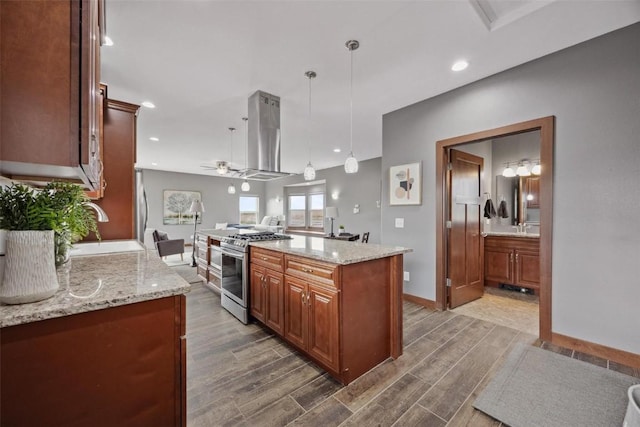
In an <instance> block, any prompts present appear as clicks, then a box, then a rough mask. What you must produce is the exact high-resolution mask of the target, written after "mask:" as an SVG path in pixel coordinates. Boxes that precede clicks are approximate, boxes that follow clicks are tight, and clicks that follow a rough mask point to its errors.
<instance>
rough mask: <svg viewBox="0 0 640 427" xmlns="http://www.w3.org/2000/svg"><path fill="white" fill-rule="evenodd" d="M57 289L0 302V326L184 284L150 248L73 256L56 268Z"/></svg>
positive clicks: (152, 295)
mask: <svg viewBox="0 0 640 427" xmlns="http://www.w3.org/2000/svg"><path fill="white" fill-rule="evenodd" d="M58 283H59V285H60V289H59V290H58V292H57V293H56V294H55V295H54V296H53V297H51V298H49V299H46V300H44V301H39V302H34V303H30V304H17V305H0V327H5V326H13V325H20V324H23V323H31V322H36V321H38V320H45V319H51V318H55V317H63V316H68V315H71V314H78V313H84V312H88V311H93V310H100V309H103V308H109V307H116V306H120V305H126V304H132V303H136V302H141V301H148V300H153V299H158V298H164V297H169V296H173V295H180V294H184V293H186V292H189V290H190V287H191V286H190V285H189V283H187V282H186V281H185V280H184V279H183V278H182V277H180V276H179V275H178V274H177V273H175V272H174V271H172V270H171V269H170V268H169V267H168V266H167V265H166V264H165V263H164V262H163V261H162V260H161V259H160V258H159V257H158V255H157V253H155V251H152V250H144V251H137V252H126V253H117V254H106V255H93V256H78V257H72V258H71V260H70V261H69V262H68V263H67V264H65V265H63V266H61V267H60V268H58Z"/></svg>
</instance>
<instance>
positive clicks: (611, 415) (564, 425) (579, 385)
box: [473, 344, 640, 427]
mask: <svg viewBox="0 0 640 427" xmlns="http://www.w3.org/2000/svg"><path fill="white" fill-rule="evenodd" d="M637 383H640V379H638V378H634V377H631V376H628V375H624V374H621V373H619V372H615V371H611V370H608V369H605V368H601V367H599V366H595V365H592V364H590V363H587V362H583V361H581V360H576V359H571V358H570V357H567V356H563V355H560V354H557V353H553V352H551V351H548V350H543V349H541V348H537V347H532V346H527V345H524V344H520V345H518V346H517V347H516V348H515V349H514V350H513V351H512V352H511V354H510V355H509V356H508V357H507V360H506V362H505V364H504V365H503V366H502V367H501V368H500V369H499V370H498V372H497V373H496V375H495V377H494V378H493V379H492V380H491V382H490V383H489V384H488V385H487V387H486V388H485V389H484V390H483V391H482V392H481V393H480V396H478V398H477V399H476V401H475V402H474V403H473V406H474V407H475V408H476V409H479V410H481V411H482V412H484V413H486V414H488V415H490V416H491V417H493V418H495V419H497V420H499V421H501V422H503V423H504V424H507V425H509V426H511V427H528V426H545V427H554V426H558V427H568V426H580V427H588V426H594V427H602V426H620V425H622V422H623V420H624V416H625V412H626V409H627V404H628V398H627V390H628V388H629V387H630V386H631V385H633V384H637Z"/></svg>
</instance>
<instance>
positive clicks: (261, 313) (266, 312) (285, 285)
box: [249, 246, 402, 384]
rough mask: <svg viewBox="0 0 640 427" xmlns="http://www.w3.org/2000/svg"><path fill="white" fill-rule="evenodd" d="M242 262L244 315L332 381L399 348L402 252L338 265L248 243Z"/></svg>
mask: <svg viewBox="0 0 640 427" xmlns="http://www.w3.org/2000/svg"><path fill="white" fill-rule="evenodd" d="M250 260H251V273H250V288H249V289H250V294H249V299H250V306H251V311H250V312H251V315H252V316H253V317H254V318H255V319H256V320H258V321H259V322H261V323H263V324H265V325H266V326H267V327H269V328H270V329H272V330H273V331H274V332H276V333H277V334H278V335H280V336H281V337H282V338H284V339H285V340H286V341H287V342H289V343H290V344H292V345H293V346H294V347H296V348H297V349H298V350H300V351H302V352H303V353H304V354H306V355H307V356H308V357H309V358H310V359H312V360H313V361H315V362H316V363H317V364H318V365H320V366H321V367H322V368H324V369H326V370H327V372H329V373H330V374H331V375H332V376H333V377H335V378H336V379H337V380H338V381H340V382H342V383H343V384H348V383H350V382H351V381H353V380H354V379H356V378H358V377H359V376H360V375H362V374H364V373H365V372H367V371H368V370H370V369H371V368H373V367H374V366H376V365H377V364H379V363H380V362H382V361H384V360H385V359H387V358H388V357H399V356H400V355H401V354H402V332H401V331H402V329H401V328H402V310H397V309H394V307H397V305H398V304H401V295H402V293H401V289H402V288H401V283H402V282H401V279H402V276H401V274H402V256H393V257H387V258H381V259H376V260H370V261H365V262H360V263H355V264H348V265H338V264H332V263H328V262H324V261H319V260H315V259H310V258H307V257H301V256H295V255H290V254H283V253H281V252H278V251H272V250H266V249H263V248H257V247H254V246H252V247H251V251H250ZM398 286H400V287H398ZM280 310H282V315H281V316H280ZM275 313H278V315H275Z"/></svg>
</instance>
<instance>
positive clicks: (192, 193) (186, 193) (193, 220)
mask: <svg viewBox="0 0 640 427" xmlns="http://www.w3.org/2000/svg"><path fill="white" fill-rule="evenodd" d="M162 200H163V201H164V212H163V215H162V223H163V224H165V225H180V224H193V222H194V218H195V214H192V213H191V212H189V208H190V207H191V202H193V201H194V200H202V196H201V195H200V192H199V191H184V190H164V197H163V199H162ZM200 223H202V215H198V224H200Z"/></svg>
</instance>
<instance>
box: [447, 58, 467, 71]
mask: <svg viewBox="0 0 640 427" xmlns="http://www.w3.org/2000/svg"><path fill="white" fill-rule="evenodd" d="M468 66H469V63H468V62H467V61H465V60H460V61H456V62H455V63H454V64H453V65H452V66H451V70H452V71H462V70H464V69H466V68H467V67H468Z"/></svg>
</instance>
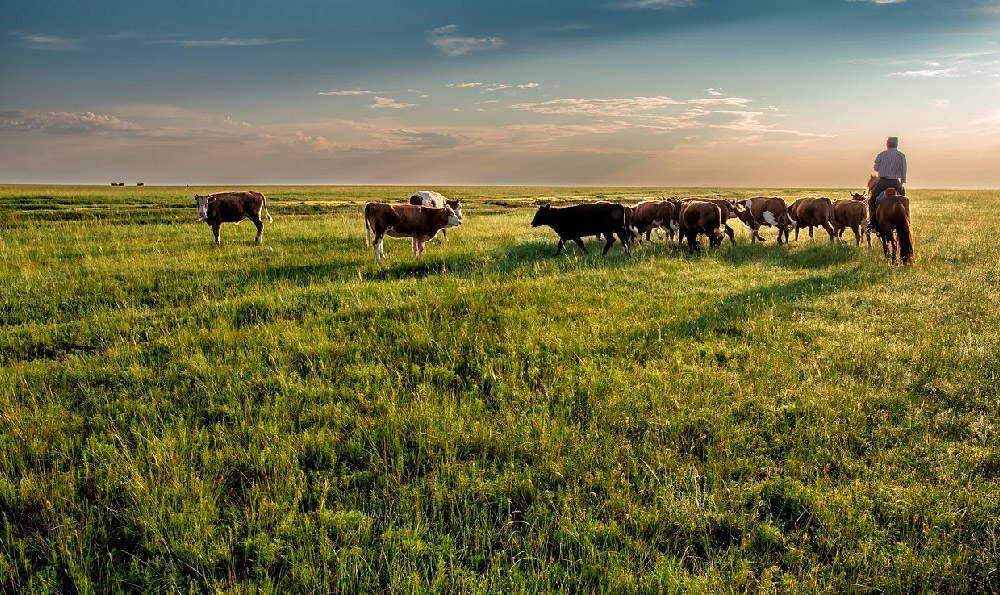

*-*-*

#### [Work to be completed]
The expected output is the exact run of lines from the first line of the material above through the line that contains "289L0 302V326L184 284L150", minus any pictures.

#### [Output of the task]
In an <instance> block, any prompts present appear as clicks, then a box, then a rough mask. What you must produce is the exact high-resolution mask of the target, written after "mask:" as an SVG path in pixel coordinates. Boxes that precede clicks are approximate, boxes that follow clicks are tight, and clicks that follow a rough mask point to its errors.
<instance>
rough mask: <svg viewBox="0 0 640 427" xmlns="http://www.w3.org/2000/svg"><path fill="white" fill-rule="evenodd" d="M57 289L0 302V326L184 284L150 248L73 256L56 268Z"/></svg>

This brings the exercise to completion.